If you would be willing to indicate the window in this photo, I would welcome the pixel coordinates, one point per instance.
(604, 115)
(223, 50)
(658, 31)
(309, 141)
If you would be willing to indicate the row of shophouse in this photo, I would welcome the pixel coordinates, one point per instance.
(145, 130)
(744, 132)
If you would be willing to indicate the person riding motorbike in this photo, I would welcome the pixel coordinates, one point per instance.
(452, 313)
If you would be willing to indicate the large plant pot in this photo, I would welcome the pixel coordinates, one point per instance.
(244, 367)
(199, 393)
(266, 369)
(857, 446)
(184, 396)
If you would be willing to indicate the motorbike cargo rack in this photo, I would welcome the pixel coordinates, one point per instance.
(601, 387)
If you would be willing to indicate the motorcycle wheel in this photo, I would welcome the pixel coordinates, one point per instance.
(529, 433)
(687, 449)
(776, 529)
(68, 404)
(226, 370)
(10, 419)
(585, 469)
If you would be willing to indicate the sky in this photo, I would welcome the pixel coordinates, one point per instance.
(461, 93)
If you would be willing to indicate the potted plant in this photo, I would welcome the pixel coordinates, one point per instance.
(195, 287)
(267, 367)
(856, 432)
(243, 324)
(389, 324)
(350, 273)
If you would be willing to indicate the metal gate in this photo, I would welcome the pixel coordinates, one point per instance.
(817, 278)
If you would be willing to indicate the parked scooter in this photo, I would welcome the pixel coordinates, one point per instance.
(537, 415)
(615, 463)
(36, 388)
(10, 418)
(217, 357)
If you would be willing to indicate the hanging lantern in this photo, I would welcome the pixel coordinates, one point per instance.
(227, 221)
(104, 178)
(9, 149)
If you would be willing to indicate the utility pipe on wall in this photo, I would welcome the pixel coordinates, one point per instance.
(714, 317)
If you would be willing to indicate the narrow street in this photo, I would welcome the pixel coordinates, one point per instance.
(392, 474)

+ + + +

REQUEST
Scale everything from the line containing "If you would be willing to indicate the narrow" down to the end of the rows, both ends included. Write each of those lines again, including the request, and multiply every coordinate in the answers by 2.05, rounding to whole numbers with halves rounded up.

RESPONSE TO THIS TASK
If you would be willing to indicate the narrow street in this photo, I would welcome the pixel coordinates, one point per instance.
(804, 972)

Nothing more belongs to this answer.